§ EXERCISE: Gather every line from the entries below that includes "lawn".

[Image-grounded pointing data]
____________________

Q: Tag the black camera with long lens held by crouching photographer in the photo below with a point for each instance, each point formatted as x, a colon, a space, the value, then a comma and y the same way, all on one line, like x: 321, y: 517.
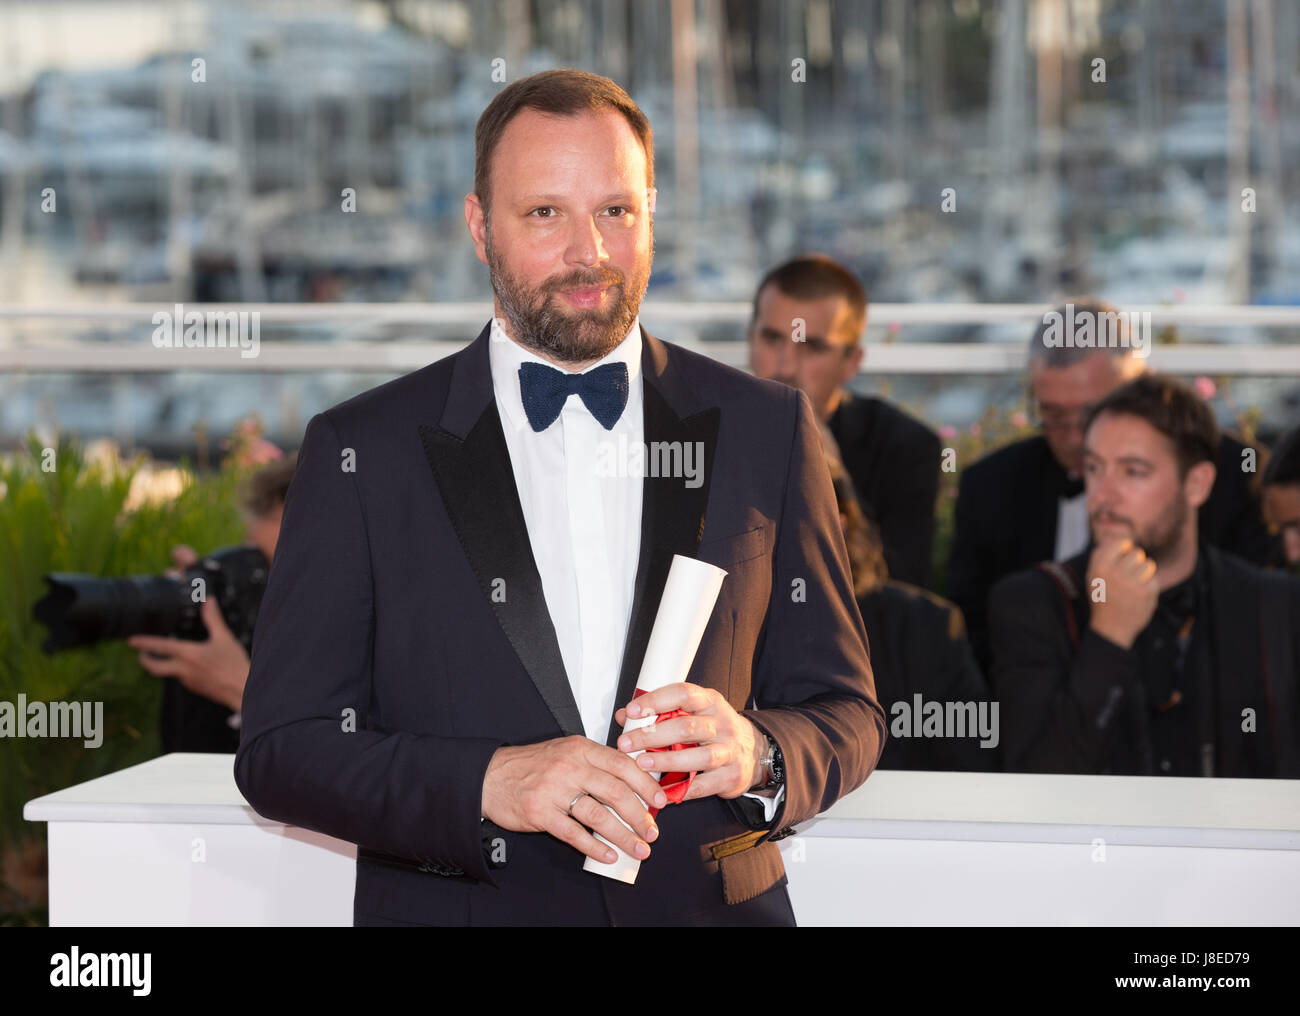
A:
x: 83, y: 610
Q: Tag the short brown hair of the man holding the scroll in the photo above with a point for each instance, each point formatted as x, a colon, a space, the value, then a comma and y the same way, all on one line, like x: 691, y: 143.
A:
x: 566, y: 93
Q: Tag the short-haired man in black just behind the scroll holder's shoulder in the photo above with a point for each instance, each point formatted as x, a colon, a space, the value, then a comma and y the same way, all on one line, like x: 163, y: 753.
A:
x: 807, y: 331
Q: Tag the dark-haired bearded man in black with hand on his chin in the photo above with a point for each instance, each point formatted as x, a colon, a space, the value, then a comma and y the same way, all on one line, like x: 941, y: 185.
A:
x: 1151, y: 653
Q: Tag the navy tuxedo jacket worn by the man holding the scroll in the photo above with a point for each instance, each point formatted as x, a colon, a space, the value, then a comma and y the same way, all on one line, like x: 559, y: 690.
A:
x: 405, y: 637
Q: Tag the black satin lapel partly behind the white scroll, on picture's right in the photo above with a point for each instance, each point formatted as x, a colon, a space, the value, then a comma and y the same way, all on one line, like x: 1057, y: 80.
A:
x: 673, y: 522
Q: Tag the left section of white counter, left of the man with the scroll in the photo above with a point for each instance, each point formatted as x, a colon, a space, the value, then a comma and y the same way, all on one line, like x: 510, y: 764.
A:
x: 174, y: 843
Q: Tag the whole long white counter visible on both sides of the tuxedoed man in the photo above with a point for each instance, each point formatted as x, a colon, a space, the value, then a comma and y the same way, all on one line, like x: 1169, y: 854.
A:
x: 172, y: 843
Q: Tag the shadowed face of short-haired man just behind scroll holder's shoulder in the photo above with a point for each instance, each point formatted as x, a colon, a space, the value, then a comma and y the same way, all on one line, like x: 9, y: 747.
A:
x: 822, y: 363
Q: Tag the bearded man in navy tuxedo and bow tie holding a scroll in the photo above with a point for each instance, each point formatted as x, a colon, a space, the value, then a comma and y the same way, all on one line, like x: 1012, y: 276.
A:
x: 471, y: 565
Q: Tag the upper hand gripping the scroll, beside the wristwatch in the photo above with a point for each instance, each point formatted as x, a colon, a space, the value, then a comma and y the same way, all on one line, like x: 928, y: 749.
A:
x: 729, y: 746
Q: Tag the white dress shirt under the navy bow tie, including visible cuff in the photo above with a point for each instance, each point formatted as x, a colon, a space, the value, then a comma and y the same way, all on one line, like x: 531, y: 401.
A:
x: 584, y: 523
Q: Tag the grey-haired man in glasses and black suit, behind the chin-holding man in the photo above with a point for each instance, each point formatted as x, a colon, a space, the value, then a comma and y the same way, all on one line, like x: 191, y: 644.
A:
x: 1025, y: 503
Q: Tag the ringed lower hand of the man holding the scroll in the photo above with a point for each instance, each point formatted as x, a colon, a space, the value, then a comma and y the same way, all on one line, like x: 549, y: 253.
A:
x: 528, y: 789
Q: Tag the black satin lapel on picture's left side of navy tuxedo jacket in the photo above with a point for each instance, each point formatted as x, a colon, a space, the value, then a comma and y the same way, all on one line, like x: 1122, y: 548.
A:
x: 478, y: 487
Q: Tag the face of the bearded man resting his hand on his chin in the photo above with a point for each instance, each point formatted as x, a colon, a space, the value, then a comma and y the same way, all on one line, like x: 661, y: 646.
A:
x: 1134, y: 490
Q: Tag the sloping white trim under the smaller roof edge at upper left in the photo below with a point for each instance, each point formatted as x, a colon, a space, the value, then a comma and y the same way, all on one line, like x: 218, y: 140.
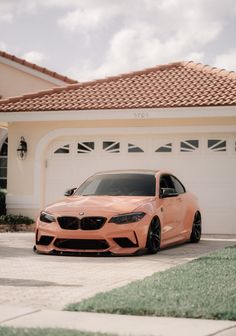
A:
x: 32, y: 72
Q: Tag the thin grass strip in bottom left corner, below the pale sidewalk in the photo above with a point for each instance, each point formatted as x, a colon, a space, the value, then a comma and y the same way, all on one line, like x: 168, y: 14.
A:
x: 7, y: 331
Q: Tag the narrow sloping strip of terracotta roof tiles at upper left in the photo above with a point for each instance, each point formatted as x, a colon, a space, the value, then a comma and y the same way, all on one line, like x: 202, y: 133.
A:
x: 37, y: 68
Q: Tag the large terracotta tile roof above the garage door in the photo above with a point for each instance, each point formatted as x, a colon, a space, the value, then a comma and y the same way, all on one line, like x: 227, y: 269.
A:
x: 182, y: 84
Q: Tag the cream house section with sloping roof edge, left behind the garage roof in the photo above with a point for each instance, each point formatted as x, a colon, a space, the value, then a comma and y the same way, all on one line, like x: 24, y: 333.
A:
x: 19, y: 77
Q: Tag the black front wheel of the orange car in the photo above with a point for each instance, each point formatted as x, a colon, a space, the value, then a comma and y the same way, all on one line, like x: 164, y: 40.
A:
x: 154, y: 236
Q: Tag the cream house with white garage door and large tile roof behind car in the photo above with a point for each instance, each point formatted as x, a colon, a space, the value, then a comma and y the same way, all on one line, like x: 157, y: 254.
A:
x: 179, y: 116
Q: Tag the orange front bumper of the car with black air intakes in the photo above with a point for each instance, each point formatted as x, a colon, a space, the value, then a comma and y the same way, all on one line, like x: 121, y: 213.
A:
x: 113, y: 238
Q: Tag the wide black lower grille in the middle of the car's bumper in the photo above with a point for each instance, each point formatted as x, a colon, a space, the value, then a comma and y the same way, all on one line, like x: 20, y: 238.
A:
x: 81, y: 244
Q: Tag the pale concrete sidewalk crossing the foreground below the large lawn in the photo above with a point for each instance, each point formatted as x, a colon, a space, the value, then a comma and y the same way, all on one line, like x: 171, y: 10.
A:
x: 114, y: 324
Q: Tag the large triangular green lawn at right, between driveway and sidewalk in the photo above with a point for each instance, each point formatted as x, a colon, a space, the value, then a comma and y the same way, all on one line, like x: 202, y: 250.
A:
x: 204, y: 288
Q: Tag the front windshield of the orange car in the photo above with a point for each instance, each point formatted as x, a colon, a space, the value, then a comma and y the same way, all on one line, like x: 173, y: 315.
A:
x: 119, y: 185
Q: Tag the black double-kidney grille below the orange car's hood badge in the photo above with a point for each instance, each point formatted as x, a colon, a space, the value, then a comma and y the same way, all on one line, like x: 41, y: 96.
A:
x: 86, y: 223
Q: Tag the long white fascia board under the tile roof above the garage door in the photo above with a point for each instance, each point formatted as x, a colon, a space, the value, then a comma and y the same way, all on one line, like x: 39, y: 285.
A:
x: 121, y: 114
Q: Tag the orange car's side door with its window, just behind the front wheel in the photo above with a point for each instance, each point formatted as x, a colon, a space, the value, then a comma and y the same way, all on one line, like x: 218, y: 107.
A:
x: 172, y: 210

____________________

§ ANSWER TO THIS EXERCISE:
Q: Tag the pale concrete sidewalk crossing the foreground below the large lawn in the photo above with a point for each instance, each point formatted as x, a colon, a space, the value, then a comma and y the same way, all on one line, like x: 171, y: 10.
Q: Tag the large triangular green lawn at right, between driveway and sidewalk in the photo above with a point for each instance, each point formatted as x, a colon, a space, the value, then a comma and y the same way, all on one line, like x: 202, y: 250.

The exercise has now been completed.